### SOURCE PASSAGE

▼

Hyperbaric oxygen as an adjuvant treatment for patients with COVID- 19 severe hypoxaemia: a randomised controlled trial

David Blusztein1,  Diem Dinh2,  Dion Stub3,4,  Luke Dawson1,  Angela Brennan2,  Christopher Reid5,  Karen Smith6,  Ziad Nehme6,  Emily Andrew6,  Stephen Bernard2,4,  Jeffrey Lefkovits1 Correspondence to Dr David Blusztein, The Royal Melbourne Hospital, Melbourne, Victoria, Australia; [email protected]


Background Hyperbaric oxygen (HBO2) therapy has been proposed to treat hypoxaemia and reduce inflammation in COVID-19. Our objective was to analyse safety and efficacy of HBO2 in treatment of hypoxaemia in patients with COVID-19 and evaluate time to hypoxaemia correction.

Methods This was a multicentre, open-label randomised controlled trial conducted in Buenos Aires, Argentina, between July and November 2020. Patients with COVID-19 and severe hypoxaemia (SpO2 ≤90% despite oxygen supplementation) were assigned to receive either HBO2 treatment or the standard treatment for respiratory symptoms for 7 days. HBO2 treatment was planned for ≥5 sessions (1 /day) for 90 min at 1.45 atmosphere absolute (ATA). Outcomes were time to normalise oxygen requirement to SpO2 ≥93%, need for mechanical respiratory assistance, development of acute respiratory distress syndrome and mortality within 30 days. A sample size of 80 patients was estimated, with a planned interim analysis after determining outcomes on 50% of patients.

Results The trial was stopped after the interim analysis. 40 patients were randomised, 20 in each group, age was 55.2±9.2 years. At admission, frequent symptoms were dyspnoea, fever and odynophagia; SpO2 was 85.1%±4.3% for the whole group. Patients in the treatment group received an average of 6.2±1.2 HBO2 sessions. Time to correct hypoxaemia was shorter in treatment group versus control group; median 3 days (IQR 1.0–4.5) versus median 9 days (IQR 5.5–12.5), respectively (p<0.010). OR for recovery from hypoxaemia in the HBO2 group at day 3 compared with the control group was 23.2 (95% CI 1.6 to 329.6; p=0.001) Treatment had no statistically significant effect on acute respiratory distress syndrome, mechanical ventilation or death within 30 days after admission.

Conclusion Our findings support the safety and efficacy of HBO2 in the treatment of COVID-19 and severe hypoxaemia.

▲

### COLLECTED MATERIAL
▼

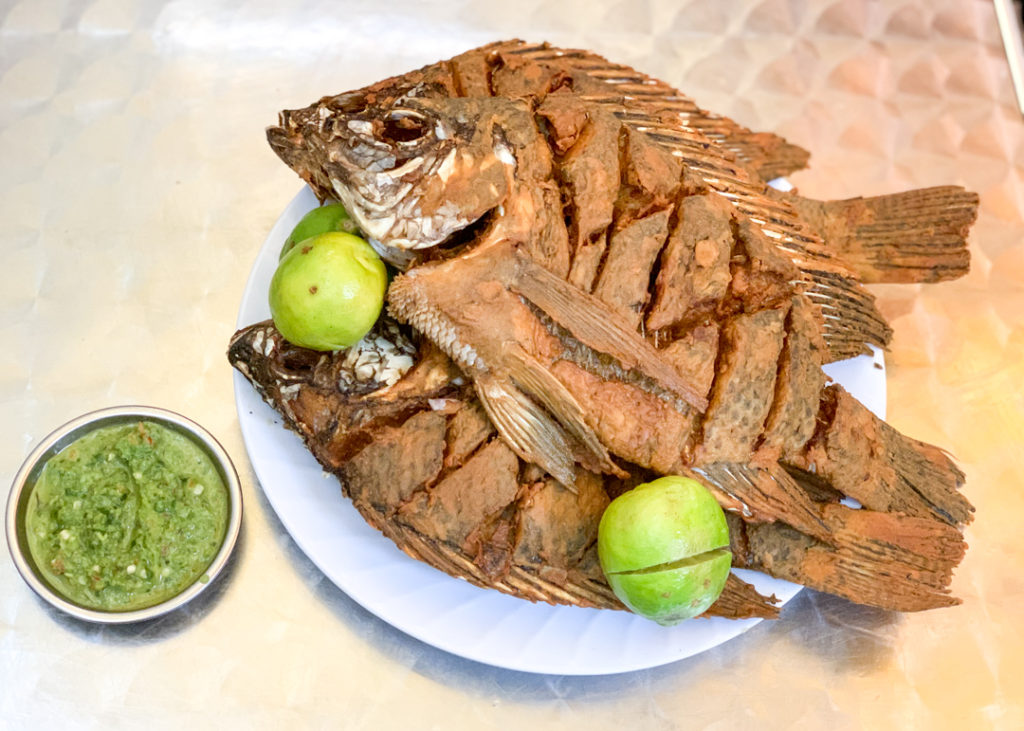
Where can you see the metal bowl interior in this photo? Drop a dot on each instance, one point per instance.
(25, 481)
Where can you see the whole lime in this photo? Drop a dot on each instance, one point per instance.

▲

### ASSIGNMENT
List every outcome that the Methods section of the hyperbaric oxygen trial abstract names.

### TASK ANSWER
- Time to normalise oxygen requirement to SpO2 ≥93%
- Need for mechanical respiratory assistance
- Development of acute respiratory distress syndrome
- Mortality within 30 days